- Your instructions: Every line from the line containing "- **Find**: the black and white stripe" to the end of the data must appear in the answer exactly as it appears there, and nothing else.

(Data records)
'''

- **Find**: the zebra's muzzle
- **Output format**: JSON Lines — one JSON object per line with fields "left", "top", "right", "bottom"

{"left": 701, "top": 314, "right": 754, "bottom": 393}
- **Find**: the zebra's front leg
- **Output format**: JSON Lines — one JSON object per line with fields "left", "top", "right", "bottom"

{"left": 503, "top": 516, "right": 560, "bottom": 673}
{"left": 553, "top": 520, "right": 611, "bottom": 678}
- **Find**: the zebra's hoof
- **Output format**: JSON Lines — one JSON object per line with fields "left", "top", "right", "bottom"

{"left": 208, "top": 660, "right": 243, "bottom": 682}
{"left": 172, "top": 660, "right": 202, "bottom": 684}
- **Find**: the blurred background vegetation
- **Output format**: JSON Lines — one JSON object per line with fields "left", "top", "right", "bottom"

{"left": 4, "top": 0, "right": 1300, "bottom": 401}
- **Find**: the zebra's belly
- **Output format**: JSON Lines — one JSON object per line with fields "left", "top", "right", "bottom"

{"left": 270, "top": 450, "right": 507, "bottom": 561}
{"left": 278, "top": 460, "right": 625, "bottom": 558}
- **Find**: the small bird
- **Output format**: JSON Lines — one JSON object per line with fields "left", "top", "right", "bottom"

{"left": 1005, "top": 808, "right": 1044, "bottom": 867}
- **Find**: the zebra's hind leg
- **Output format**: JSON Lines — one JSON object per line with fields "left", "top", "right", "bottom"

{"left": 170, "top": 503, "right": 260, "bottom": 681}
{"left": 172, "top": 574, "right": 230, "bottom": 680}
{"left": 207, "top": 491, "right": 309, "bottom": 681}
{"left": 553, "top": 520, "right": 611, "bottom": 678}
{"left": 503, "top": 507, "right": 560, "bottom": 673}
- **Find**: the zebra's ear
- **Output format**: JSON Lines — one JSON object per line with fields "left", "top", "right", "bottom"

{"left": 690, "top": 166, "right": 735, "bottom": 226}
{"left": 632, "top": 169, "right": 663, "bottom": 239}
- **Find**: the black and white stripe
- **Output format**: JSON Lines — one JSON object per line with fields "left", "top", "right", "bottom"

'''

- Answer section:
- **Find**: the black and white stripe
- **Output format**: JSON Lines — one JSON object per line with fields "left", "top", "right", "bottom"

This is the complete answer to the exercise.